EXERCISE REQUIREMENTS:
Select each line in the material below that contains the word "foliage", and copy those lines.

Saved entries

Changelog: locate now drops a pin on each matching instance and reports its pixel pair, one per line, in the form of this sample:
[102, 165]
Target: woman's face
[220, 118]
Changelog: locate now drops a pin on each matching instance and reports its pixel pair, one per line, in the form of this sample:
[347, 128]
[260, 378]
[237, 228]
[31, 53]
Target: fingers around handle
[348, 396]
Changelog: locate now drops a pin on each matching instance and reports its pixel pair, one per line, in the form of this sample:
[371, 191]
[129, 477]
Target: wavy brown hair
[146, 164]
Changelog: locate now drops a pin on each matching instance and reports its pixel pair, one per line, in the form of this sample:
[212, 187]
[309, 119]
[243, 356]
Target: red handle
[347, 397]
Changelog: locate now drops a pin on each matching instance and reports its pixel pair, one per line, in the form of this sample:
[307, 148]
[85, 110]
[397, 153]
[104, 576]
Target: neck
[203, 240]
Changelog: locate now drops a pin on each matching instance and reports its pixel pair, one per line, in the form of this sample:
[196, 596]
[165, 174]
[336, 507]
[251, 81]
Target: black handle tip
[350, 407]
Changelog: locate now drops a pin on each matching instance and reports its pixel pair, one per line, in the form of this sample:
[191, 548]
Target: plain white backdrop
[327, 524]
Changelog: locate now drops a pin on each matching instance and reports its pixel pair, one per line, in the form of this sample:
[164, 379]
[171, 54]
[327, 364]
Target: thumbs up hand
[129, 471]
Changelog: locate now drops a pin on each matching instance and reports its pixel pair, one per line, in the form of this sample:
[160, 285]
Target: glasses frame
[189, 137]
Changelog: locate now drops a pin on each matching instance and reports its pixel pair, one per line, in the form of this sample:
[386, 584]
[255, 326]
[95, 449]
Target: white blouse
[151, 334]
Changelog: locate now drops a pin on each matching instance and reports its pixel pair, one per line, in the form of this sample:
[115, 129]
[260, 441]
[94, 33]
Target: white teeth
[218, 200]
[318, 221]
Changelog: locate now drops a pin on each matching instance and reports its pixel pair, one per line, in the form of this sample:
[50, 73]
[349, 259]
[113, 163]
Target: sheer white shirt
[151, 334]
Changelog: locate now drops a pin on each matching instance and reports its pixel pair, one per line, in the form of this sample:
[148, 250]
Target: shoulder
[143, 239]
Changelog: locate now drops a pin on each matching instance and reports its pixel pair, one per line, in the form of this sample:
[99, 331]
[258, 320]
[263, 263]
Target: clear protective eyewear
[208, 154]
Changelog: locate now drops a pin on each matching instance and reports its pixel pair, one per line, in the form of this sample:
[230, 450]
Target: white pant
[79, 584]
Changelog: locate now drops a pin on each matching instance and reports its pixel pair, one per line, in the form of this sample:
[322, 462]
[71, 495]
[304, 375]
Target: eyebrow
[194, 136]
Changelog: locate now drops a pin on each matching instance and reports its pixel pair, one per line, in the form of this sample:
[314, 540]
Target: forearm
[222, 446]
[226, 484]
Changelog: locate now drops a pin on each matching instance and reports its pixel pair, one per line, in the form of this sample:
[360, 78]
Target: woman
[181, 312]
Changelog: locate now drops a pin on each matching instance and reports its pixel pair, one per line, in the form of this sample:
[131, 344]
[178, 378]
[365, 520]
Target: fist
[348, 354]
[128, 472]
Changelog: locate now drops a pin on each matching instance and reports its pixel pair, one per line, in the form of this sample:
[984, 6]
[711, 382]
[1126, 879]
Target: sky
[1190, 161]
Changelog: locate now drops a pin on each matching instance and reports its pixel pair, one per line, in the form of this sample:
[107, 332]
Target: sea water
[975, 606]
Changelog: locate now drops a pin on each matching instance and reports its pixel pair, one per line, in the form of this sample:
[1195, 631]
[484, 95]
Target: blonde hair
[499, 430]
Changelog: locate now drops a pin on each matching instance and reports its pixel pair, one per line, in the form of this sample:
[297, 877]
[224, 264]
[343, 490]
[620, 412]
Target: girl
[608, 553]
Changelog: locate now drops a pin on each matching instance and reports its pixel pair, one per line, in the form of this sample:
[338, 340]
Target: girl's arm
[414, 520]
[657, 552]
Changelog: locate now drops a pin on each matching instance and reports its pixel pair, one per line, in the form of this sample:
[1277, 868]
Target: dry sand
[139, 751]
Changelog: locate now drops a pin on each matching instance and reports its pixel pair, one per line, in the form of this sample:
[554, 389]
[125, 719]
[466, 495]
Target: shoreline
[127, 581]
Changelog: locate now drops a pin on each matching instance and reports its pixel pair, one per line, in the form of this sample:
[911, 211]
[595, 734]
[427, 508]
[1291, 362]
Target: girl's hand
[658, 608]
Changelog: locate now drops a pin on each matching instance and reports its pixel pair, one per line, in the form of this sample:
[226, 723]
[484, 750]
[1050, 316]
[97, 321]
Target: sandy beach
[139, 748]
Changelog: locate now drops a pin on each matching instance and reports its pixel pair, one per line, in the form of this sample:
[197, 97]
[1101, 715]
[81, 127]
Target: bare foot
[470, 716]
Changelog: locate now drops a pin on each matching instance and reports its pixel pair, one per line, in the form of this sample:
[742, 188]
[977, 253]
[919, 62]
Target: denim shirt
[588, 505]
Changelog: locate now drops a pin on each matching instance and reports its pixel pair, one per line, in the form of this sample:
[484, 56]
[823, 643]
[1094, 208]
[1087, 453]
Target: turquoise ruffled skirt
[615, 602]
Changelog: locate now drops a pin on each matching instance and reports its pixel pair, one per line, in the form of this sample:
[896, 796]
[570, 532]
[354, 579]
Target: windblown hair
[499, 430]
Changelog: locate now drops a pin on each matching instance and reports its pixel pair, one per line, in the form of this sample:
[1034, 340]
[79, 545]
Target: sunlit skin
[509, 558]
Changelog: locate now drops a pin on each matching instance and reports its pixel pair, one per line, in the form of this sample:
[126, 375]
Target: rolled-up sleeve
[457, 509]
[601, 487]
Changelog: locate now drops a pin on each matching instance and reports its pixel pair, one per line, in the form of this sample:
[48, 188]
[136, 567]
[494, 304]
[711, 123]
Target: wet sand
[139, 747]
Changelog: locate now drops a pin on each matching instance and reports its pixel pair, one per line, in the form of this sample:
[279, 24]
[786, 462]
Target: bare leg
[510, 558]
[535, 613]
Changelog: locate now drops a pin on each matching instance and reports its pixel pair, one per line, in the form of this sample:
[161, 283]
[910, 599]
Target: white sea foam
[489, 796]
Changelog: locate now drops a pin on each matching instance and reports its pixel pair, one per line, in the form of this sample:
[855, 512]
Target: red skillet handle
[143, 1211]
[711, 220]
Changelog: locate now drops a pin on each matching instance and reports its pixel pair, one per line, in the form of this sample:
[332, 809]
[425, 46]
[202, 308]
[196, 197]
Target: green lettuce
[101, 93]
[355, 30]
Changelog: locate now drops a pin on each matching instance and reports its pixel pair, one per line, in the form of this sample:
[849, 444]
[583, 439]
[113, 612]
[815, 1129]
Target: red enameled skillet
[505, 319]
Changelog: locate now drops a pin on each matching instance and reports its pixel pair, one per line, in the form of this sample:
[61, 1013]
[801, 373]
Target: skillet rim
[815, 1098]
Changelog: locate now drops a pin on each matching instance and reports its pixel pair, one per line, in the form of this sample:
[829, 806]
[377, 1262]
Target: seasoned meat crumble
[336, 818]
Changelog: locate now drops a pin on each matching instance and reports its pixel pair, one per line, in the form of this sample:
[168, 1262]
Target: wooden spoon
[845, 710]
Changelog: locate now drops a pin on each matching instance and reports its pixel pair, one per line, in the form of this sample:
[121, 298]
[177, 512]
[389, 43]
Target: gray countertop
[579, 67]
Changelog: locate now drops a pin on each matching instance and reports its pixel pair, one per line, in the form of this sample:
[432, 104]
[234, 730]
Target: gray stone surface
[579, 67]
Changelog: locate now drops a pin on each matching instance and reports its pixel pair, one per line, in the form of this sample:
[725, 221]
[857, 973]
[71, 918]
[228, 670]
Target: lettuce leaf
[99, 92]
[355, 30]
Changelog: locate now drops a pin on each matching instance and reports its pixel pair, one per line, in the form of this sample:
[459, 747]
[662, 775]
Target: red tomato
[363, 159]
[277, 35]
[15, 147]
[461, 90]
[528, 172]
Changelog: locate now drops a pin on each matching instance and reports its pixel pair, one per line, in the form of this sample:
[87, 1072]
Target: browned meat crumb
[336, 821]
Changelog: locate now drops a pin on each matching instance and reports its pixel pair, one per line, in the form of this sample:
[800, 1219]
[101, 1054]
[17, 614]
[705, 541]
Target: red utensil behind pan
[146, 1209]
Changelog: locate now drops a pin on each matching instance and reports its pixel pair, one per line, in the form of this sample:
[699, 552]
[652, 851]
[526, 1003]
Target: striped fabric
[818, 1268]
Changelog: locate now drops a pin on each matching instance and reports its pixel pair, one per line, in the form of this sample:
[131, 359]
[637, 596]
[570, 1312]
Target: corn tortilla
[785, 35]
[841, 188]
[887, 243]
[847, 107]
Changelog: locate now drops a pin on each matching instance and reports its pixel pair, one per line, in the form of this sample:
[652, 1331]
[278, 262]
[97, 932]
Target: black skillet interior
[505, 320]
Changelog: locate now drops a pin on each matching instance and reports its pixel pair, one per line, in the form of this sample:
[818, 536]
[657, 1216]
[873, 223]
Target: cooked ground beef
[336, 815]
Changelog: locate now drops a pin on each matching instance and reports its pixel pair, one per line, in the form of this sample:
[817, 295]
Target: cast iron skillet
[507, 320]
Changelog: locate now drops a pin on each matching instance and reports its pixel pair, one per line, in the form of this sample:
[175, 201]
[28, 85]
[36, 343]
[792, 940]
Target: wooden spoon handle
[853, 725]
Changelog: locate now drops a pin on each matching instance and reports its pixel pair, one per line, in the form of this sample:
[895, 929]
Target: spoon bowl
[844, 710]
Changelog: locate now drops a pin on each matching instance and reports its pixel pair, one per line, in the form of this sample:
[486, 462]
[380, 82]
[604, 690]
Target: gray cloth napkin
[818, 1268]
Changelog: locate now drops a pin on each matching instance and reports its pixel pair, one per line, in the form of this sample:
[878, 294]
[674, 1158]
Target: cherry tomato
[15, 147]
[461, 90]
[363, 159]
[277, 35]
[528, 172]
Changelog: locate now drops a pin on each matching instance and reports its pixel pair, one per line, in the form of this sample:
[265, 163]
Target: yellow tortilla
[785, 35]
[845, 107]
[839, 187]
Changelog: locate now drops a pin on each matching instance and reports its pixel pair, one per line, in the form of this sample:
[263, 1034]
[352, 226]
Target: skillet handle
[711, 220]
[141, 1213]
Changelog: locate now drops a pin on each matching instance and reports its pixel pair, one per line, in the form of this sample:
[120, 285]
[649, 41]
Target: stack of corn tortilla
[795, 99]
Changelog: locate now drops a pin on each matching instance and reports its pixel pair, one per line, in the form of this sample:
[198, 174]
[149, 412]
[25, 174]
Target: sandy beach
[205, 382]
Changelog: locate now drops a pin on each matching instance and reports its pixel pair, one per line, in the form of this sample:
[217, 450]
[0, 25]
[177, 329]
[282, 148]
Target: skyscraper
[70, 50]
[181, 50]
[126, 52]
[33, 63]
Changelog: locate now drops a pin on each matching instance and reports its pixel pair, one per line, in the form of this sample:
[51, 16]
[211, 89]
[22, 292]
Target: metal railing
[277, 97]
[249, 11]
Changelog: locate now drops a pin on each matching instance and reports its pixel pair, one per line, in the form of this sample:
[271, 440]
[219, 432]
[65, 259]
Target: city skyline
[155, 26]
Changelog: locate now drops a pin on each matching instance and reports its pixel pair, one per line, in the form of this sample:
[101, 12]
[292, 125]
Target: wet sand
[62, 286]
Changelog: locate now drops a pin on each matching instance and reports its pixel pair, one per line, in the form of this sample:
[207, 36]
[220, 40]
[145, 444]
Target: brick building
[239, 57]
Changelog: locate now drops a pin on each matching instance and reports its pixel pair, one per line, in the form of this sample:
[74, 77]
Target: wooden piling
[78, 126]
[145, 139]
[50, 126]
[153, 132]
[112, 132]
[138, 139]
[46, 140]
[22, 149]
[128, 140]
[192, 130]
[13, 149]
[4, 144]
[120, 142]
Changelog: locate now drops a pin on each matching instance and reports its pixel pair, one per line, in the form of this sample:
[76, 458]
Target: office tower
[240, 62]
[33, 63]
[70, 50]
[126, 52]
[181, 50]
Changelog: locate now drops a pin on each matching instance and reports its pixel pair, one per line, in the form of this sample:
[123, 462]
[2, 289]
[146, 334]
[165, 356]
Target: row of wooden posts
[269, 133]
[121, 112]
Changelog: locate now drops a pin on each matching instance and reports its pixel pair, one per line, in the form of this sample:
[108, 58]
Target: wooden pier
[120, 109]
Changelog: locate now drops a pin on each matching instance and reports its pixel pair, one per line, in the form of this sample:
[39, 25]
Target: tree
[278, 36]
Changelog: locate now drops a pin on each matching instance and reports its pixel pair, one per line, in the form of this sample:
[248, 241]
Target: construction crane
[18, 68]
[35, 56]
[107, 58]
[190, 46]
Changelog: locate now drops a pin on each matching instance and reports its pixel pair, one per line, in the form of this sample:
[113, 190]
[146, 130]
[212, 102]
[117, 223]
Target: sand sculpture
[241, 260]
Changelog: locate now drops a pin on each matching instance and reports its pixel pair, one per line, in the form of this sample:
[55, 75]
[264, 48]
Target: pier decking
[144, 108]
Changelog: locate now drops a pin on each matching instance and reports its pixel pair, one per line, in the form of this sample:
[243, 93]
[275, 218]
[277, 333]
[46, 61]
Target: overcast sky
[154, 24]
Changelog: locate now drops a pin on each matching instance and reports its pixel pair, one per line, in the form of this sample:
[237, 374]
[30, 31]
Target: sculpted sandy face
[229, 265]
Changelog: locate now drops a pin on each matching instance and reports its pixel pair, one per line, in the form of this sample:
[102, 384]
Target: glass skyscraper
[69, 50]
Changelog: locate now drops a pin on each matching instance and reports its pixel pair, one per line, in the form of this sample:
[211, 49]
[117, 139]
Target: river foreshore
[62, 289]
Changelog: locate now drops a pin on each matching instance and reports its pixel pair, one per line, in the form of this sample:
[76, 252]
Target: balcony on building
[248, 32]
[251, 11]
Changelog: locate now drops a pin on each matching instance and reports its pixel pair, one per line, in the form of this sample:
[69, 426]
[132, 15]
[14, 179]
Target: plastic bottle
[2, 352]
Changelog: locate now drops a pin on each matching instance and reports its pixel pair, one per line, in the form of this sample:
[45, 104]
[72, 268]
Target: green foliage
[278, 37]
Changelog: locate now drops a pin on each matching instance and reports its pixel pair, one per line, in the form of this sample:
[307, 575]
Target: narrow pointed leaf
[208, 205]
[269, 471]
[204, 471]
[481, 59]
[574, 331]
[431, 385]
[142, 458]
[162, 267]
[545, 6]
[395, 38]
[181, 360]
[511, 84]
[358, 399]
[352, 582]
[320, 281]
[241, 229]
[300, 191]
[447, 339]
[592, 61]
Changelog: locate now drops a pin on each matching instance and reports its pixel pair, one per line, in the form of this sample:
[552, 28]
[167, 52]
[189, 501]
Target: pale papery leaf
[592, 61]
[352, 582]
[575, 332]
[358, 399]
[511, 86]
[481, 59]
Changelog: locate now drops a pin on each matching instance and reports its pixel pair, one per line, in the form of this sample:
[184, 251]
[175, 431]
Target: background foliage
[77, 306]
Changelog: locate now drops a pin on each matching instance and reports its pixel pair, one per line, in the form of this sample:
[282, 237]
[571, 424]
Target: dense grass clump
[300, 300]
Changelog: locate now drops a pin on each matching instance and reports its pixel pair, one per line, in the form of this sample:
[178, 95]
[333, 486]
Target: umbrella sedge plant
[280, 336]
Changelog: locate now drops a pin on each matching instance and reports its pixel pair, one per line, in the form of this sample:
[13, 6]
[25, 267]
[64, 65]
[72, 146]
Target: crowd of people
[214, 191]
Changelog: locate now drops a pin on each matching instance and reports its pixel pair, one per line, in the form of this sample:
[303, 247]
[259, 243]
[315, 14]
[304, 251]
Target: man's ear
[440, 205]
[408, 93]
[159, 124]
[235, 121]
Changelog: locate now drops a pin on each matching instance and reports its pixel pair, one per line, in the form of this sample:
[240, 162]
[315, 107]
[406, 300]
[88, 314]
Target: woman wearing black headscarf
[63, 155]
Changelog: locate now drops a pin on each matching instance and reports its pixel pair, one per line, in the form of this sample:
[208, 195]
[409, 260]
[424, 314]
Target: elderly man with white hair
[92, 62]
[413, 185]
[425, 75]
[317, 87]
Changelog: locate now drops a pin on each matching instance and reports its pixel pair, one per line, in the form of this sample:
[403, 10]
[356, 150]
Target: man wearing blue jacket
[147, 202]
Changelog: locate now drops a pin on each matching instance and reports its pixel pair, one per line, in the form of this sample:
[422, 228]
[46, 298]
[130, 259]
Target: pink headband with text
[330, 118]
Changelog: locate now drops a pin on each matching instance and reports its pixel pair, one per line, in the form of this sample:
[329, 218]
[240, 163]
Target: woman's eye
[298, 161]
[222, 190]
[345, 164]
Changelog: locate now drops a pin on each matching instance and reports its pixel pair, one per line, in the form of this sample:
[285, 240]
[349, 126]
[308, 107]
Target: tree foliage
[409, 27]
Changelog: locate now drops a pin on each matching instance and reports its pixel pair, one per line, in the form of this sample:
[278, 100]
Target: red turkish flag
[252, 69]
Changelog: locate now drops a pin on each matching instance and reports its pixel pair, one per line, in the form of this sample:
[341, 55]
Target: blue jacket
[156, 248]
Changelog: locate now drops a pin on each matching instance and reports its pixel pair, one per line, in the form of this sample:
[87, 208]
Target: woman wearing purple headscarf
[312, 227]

ANSWER FOR THIS EXERCISE:
Target: green foliage
Target: background foliage
Target: tree foliage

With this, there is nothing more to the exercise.